◆ **Items from a dataset**
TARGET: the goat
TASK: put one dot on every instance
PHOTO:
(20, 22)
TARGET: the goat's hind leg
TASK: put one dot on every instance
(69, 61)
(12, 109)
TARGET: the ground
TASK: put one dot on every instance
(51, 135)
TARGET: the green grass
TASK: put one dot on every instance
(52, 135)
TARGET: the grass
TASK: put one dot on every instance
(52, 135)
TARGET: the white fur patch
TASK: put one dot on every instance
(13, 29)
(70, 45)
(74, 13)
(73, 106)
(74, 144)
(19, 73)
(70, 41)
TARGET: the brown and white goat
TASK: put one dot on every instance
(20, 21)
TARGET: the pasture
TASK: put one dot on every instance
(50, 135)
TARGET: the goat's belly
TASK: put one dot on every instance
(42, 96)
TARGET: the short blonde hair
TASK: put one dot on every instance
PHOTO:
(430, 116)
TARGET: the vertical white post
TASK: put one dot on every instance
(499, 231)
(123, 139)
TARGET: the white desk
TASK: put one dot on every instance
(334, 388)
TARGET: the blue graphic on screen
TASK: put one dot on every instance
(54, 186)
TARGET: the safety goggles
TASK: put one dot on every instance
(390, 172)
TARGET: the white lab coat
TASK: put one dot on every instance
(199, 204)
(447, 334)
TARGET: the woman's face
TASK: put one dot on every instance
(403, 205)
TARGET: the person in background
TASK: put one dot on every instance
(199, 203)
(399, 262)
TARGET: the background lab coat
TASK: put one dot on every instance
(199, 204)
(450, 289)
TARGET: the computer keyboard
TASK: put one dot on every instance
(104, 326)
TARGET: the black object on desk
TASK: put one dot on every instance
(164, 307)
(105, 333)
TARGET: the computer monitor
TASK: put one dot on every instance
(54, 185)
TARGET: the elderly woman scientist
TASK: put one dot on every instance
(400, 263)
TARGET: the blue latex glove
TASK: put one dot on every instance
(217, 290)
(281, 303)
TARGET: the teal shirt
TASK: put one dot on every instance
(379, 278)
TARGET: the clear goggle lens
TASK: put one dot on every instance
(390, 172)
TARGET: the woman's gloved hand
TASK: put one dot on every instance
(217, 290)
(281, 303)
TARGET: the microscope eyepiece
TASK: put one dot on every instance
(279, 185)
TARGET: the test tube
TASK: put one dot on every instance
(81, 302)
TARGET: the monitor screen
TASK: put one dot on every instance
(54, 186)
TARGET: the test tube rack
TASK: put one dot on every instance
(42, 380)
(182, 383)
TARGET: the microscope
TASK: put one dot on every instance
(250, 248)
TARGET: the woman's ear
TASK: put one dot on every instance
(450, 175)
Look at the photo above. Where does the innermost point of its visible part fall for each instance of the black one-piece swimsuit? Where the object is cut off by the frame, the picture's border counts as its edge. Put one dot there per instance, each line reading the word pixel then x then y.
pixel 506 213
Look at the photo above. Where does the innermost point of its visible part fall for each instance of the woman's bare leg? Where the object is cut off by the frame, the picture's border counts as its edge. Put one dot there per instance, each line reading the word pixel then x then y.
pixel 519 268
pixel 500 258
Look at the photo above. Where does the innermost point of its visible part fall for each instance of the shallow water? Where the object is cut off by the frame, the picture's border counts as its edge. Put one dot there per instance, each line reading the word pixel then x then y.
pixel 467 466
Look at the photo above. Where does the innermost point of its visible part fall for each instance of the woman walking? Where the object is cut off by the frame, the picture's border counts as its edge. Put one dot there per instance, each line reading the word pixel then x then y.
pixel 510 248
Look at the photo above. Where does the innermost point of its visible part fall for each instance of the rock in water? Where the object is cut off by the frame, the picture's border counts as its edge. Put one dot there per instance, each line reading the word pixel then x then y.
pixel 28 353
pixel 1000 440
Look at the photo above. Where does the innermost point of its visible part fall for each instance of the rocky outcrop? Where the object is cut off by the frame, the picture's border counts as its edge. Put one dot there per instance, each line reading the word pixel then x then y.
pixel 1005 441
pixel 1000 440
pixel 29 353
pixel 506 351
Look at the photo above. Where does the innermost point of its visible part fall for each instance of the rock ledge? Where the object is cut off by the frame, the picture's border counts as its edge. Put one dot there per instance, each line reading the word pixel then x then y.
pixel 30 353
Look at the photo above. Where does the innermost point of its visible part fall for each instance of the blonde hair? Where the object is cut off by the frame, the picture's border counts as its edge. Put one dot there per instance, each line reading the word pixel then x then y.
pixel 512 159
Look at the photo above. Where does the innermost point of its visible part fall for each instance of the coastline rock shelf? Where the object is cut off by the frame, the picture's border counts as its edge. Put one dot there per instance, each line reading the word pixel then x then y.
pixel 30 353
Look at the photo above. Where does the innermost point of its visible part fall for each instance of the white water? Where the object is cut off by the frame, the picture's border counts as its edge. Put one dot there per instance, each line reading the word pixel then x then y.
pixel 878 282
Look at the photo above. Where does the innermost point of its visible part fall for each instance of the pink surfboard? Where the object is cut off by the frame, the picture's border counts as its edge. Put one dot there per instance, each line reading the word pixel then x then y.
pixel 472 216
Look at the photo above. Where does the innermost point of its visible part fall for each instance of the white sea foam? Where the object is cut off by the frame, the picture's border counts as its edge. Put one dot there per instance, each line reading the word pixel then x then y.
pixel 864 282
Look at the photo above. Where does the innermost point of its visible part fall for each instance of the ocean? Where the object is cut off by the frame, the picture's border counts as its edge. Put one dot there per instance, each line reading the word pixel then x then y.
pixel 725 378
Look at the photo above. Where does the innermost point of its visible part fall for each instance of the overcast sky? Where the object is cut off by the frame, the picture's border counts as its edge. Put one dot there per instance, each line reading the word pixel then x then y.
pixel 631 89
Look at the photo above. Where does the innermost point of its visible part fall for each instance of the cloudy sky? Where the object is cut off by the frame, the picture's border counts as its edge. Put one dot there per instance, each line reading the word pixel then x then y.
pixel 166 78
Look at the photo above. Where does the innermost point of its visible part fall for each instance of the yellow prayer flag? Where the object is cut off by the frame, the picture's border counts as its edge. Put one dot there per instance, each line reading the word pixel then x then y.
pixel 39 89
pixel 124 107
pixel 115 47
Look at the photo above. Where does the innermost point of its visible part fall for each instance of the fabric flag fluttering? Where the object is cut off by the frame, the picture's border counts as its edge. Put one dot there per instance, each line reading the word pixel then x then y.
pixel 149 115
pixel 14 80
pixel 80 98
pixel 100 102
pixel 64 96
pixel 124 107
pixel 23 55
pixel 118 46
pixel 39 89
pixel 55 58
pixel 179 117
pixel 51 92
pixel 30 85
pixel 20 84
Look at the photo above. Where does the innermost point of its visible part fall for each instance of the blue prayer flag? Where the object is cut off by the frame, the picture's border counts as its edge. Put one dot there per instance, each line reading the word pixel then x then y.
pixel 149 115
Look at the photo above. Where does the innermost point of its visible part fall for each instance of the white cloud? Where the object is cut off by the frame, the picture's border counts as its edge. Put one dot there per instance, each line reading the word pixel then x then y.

◆ **Required action**
Determine the number of lines in the entries that hold "tube". Reply with that number only.

◆ **Answer for this exercise**
2